** INSTRUCTIONS FOR THE TASK **
Render the records below as a JSON list of strings, one string per line and no blank lines. Cover only the lines from the one containing "Could you spot the side" through the one containing "point(578, 604)", both included.

⟨

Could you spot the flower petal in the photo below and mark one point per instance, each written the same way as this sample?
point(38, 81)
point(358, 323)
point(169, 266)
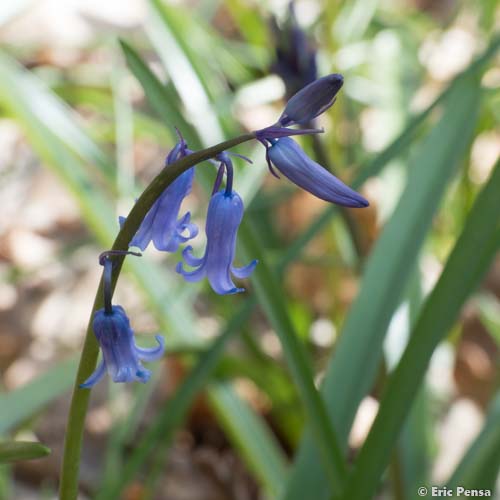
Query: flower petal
point(191, 276)
point(312, 100)
point(190, 259)
point(292, 162)
point(151, 353)
point(95, 377)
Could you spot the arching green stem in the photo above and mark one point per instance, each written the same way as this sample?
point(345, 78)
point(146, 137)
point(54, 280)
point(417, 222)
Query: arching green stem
point(68, 489)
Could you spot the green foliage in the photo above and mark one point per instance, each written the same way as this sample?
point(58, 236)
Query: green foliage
point(204, 61)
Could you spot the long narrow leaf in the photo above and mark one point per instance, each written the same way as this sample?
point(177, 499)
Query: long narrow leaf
point(18, 405)
point(268, 294)
point(358, 352)
point(17, 451)
point(480, 465)
point(467, 264)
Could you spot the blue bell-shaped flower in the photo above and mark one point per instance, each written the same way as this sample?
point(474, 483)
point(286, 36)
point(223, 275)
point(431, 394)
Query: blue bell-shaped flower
point(121, 356)
point(225, 212)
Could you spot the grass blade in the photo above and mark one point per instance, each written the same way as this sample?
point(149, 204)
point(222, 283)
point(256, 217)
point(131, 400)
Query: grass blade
point(480, 465)
point(467, 264)
point(269, 296)
point(262, 459)
point(17, 451)
point(30, 398)
point(358, 352)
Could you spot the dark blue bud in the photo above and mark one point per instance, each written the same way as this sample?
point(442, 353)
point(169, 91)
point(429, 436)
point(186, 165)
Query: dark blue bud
point(292, 162)
point(312, 100)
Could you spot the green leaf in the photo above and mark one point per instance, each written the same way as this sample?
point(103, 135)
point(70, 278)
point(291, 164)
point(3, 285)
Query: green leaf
point(480, 465)
point(32, 397)
point(266, 460)
point(467, 264)
point(18, 451)
point(163, 97)
point(358, 352)
point(254, 442)
point(38, 104)
point(269, 295)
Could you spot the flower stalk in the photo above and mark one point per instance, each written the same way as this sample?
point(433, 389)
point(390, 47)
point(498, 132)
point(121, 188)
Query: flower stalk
point(68, 489)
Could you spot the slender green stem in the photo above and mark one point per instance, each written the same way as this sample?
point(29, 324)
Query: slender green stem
point(80, 398)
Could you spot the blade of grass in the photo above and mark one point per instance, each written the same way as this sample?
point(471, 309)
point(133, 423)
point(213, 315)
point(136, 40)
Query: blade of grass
point(18, 451)
point(261, 458)
point(266, 461)
point(467, 264)
point(358, 352)
point(480, 465)
point(163, 96)
point(269, 296)
point(27, 400)
point(276, 311)
point(54, 113)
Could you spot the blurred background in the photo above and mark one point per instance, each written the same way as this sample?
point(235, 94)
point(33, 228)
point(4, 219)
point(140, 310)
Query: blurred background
point(87, 120)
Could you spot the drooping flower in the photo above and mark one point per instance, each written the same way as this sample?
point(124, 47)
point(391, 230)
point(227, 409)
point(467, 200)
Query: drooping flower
point(161, 224)
point(225, 212)
point(312, 100)
point(289, 158)
point(121, 357)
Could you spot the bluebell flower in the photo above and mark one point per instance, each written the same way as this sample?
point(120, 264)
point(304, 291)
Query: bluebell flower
point(289, 158)
point(225, 212)
point(161, 224)
point(312, 100)
point(121, 357)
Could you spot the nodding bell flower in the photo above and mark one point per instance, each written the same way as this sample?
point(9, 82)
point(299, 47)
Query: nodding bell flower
point(289, 158)
point(121, 357)
point(160, 225)
point(225, 212)
point(312, 100)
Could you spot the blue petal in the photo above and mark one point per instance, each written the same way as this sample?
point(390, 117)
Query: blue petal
point(225, 212)
point(191, 276)
point(152, 353)
point(190, 259)
point(120, 354)
point(292, 162)
point(312, 100)
point(96, 376)
point(165, 225)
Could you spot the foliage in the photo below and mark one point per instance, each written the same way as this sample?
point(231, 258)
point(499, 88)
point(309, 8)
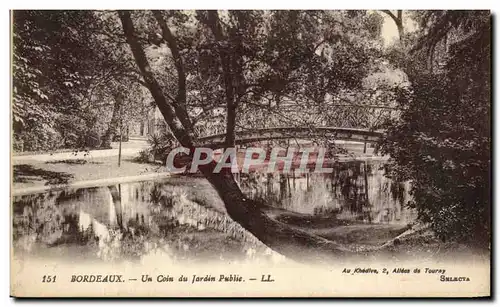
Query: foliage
point(442, 141)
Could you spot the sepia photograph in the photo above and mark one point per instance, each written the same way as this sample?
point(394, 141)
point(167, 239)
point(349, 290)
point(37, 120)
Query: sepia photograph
point(250, 153)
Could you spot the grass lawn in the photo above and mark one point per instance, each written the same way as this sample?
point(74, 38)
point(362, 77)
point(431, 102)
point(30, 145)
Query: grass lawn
point(67, 171)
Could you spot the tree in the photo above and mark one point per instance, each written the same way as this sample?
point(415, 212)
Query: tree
point(398, 20)
point(442, 141)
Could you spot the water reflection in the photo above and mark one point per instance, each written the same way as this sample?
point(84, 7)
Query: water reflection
point(183, 219)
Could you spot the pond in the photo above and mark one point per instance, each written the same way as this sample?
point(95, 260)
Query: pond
point(183, 219)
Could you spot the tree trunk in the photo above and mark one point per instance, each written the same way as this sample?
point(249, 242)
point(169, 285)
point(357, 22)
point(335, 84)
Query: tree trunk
point(113, 125)
point(291, 242)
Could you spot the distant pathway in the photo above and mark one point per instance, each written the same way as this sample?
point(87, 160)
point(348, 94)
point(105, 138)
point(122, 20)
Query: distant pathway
point(130, 148)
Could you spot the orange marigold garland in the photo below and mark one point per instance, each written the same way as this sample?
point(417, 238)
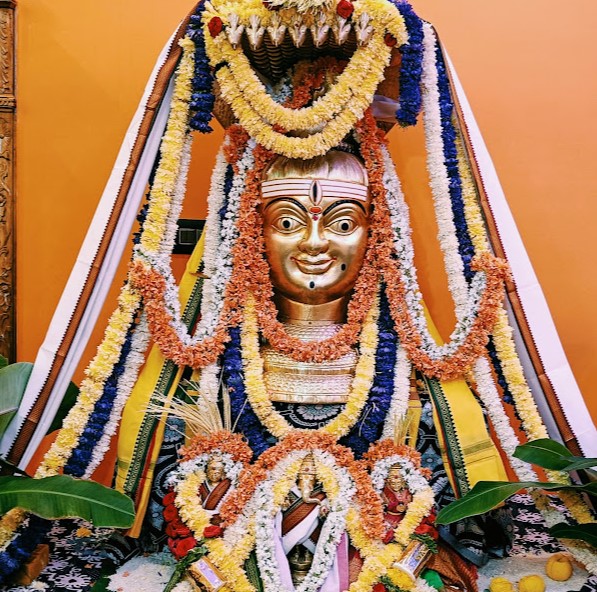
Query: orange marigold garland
point(496, 270)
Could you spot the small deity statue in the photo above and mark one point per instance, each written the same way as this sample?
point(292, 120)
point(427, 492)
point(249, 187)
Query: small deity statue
point(299, 525)
point(215, 487)
point(316, 223)
point(396, 497)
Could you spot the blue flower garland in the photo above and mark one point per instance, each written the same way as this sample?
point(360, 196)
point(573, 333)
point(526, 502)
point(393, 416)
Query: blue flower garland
point(411, 68)
point(370, 424)
point(465, 244)
point(202, 99)
point(19, 550)
point(82, 454)
point(243, 416)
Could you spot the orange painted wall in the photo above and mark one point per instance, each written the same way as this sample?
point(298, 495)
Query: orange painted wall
point(527, 67)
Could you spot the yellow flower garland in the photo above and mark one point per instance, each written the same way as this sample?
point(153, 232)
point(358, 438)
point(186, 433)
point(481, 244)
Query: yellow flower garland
point(92, 387)
point(336, 112)
point(239, 80)
point(188, 502)
point(171, 149)
point(257, 393)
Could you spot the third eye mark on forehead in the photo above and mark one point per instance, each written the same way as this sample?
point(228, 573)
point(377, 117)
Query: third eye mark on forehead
point(327, 210)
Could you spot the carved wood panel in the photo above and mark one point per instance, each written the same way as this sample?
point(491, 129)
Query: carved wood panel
point(7, 189)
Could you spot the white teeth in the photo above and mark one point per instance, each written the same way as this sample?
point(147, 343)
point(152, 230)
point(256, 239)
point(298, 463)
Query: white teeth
point(255, 31)
point(234, 30)
point(363, 29)
point(341, 30)
point(298, 31)
point(320, 31)
point(276, 30)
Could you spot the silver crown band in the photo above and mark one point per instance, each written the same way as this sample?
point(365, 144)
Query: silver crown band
point(315, 189)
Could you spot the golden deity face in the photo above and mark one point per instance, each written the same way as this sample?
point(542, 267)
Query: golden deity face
point(316, 225)
point(395, 481)
point(214, 471)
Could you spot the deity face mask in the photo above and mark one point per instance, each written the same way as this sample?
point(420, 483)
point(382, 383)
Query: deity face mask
point(316, 226)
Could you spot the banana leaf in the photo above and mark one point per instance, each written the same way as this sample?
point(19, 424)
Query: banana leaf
point(582, 532)
point(486, 495)
point(64, 497)
point(552, 455)
point(13, 381)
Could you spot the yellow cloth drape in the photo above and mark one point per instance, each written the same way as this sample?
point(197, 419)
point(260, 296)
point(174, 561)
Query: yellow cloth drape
point(138, 448)
point(467, 450)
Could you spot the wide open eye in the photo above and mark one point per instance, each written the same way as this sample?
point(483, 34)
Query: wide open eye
point(342, 226)
point(287, 224)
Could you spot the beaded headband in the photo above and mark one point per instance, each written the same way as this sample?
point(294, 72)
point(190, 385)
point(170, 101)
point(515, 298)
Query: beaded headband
point(315, 189)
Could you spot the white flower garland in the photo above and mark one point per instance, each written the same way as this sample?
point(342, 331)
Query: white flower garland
point(219, 267)
point(124, 387)
point(507, 436)
point(403, 245)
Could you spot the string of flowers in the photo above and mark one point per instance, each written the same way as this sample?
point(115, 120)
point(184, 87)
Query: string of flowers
point(386, 455)
point(379, 559)
point(103, 422)
point(400, 397)
point(244, 419)
point(508, 366)
point(448, 135)
point(411, 69)
point(258, 396)
point(332, 531)
point(495, 270)
point(368, 427)
point(202, 99)
point(369, 502)
point(250, 101)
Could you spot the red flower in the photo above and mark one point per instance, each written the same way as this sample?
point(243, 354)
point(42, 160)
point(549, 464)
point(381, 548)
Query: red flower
point(269, 6)
point(211, 531)
point(180, 547)
point(169, 498)
point(427, 529)
point(345, 8)
point(177, 528)
point(170, 513)
point(390, 40)
point(215, 26)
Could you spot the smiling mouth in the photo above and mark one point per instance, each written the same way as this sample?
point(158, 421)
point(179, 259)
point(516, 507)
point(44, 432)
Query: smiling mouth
point(313, 267)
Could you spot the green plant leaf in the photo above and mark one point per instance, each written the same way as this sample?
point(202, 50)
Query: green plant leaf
point(64, 497)
point(486, 495)
point(68, 401)
point(13, 382)
point(552, 455)
point(582, 532)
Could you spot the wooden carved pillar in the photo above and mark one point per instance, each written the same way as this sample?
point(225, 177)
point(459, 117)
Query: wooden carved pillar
point(7, 188)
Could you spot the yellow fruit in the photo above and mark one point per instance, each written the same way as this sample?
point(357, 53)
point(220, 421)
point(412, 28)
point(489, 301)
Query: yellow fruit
point(559, 567)
point(501, 585)
point(531, 584)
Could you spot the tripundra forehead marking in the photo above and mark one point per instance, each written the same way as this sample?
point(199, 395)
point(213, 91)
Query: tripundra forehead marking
point(315, 189)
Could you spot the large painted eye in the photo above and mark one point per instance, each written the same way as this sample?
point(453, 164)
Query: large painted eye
point(342, 226)
point(287, 224)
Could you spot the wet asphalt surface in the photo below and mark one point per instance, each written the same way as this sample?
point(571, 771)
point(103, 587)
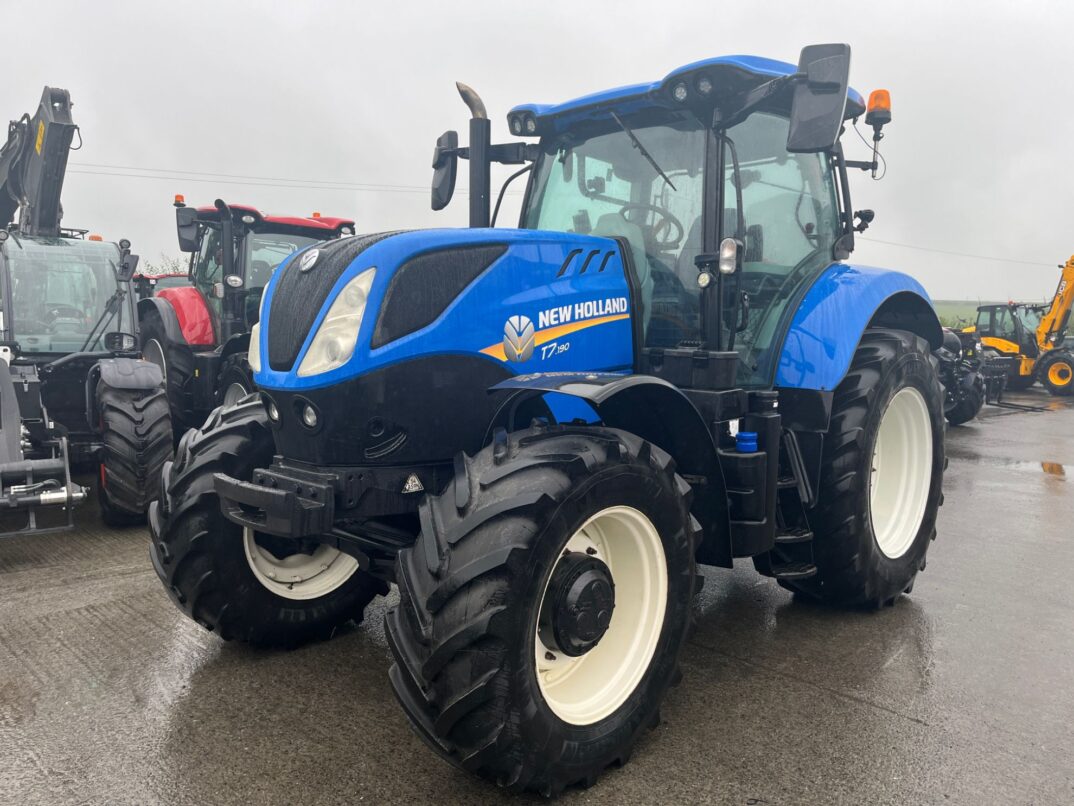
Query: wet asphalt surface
point(961, 693)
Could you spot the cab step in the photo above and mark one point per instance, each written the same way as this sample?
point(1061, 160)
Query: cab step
point(794, 571)
point(794, 535)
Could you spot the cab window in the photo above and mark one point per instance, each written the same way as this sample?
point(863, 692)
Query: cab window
point(788, 221)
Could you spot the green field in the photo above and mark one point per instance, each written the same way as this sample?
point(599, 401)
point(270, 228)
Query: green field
point(960, 313)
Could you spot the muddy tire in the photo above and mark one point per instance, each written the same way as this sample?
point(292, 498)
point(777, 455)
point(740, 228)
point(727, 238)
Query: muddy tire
point(235, 380)
point(1056, 372)
point(881, 475)
point(176, 363)
point(136, 435)
point(481, 623)
point(218, 574)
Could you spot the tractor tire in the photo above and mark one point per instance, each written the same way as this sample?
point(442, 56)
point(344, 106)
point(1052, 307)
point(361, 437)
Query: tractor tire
point(219, 574)
point(235, 380)
point(176, 363)
point(136, 434)
point(1057, 373)
point(881, 474)
point(509, 569)
point(968, 407)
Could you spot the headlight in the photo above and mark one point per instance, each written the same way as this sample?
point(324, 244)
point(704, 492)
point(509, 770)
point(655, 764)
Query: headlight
point(334, 342)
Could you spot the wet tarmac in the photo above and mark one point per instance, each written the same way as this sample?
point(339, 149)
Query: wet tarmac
point(961, 693)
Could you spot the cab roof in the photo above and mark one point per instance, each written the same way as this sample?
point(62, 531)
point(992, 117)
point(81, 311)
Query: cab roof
point(324, 224)
point(729, 75)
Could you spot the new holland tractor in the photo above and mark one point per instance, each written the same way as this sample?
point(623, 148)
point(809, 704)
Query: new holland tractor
point(540, 433)
point(198, 332)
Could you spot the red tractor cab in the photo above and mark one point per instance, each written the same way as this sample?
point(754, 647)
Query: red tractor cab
point(147, 285)
point(198, 332)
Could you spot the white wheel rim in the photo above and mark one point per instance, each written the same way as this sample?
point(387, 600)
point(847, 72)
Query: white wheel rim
point(586, 689)
point(155, 355)
point(233, 393)
point(901, 472)
point(300, 576)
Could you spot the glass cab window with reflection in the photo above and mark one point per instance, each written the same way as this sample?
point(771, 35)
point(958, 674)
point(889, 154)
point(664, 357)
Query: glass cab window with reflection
point(783, 207)
point(606, 186)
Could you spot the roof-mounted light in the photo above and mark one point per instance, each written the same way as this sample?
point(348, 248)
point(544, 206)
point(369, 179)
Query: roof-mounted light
point(879, 111)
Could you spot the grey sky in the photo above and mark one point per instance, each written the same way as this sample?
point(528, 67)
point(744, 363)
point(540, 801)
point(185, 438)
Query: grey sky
point(357, 92)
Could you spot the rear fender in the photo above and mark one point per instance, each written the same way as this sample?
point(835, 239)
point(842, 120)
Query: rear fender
point(829, 322)
point(131, 374)
point(657, 412)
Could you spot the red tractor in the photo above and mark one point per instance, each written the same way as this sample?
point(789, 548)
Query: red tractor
point(199, 333)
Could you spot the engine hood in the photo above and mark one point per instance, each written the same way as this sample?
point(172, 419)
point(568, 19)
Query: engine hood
point(519, 299)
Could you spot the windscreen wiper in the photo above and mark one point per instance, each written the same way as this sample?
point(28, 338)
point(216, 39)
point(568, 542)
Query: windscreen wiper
point(640, 147)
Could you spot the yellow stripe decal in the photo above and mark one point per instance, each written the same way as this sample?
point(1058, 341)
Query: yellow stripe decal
point(550, 334)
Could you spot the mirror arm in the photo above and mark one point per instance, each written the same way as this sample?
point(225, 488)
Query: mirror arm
point(754, 98)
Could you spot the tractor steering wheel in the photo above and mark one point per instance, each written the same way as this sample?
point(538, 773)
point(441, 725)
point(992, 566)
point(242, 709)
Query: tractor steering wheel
point(64, 312)
point(667, 232)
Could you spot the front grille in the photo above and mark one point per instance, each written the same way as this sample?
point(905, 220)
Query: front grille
point(300, 296)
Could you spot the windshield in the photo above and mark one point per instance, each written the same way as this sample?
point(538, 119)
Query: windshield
point(782, 206)
point(608, 186)
point(57, 290)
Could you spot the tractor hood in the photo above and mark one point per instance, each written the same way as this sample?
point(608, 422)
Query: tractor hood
point(513, 299)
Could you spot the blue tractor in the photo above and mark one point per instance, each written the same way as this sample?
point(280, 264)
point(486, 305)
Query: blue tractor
point(539, 433)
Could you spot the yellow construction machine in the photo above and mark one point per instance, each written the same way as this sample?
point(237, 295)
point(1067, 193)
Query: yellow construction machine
point(1035, 335)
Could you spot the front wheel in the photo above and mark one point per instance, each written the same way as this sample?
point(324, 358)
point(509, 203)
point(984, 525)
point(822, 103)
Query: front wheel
point(244, 585)
point(136, 437)
point(881, 475)
point(1057, 373)
point(545, 604)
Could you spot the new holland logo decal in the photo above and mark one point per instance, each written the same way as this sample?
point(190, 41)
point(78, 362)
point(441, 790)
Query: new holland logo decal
point(521, 337)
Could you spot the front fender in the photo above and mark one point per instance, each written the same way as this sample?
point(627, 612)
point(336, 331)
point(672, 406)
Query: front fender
point(842, 302)
point(658, 412)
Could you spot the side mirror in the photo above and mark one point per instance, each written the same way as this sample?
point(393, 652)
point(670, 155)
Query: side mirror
point(445, 167)
point(127, 268)
point(819, 99)
point(118, 342)
point(186, 226)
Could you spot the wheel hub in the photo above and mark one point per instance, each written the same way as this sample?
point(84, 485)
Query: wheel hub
point(578, 604)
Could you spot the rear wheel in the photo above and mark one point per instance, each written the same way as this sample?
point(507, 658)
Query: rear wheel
point(235, 380)
point(1057, 373)
point(176, 364)
point(543, 605)
point(136, 436)
point(244, 585)
point(881, 476)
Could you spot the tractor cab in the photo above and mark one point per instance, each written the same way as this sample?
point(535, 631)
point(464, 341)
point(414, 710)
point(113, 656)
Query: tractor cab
point(199, 332)
point(230, 282)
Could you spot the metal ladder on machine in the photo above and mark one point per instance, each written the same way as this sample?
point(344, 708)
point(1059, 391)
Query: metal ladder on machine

⟩

** SOLUTION FOR THIS PROBLEM **
[
  "Could you spot the side mirror in the photo above and mark one point per instance, each written the same way as this sample?",
  "point(393, 652)",
  "point(670, 155)",
  "Query: side mirror",
  "point(445, 167)",
  "point(127, 268)",
  "point(819, 99)",
  "point(118, 342)",
  "point(186, 226)",
  "Could you spot the wheel hub in the photo above and mark one point per instance, each written the same way as this sample?",
  "point(84, 485)",
  "Query: wheel hub",
  "point(578, 604)"
]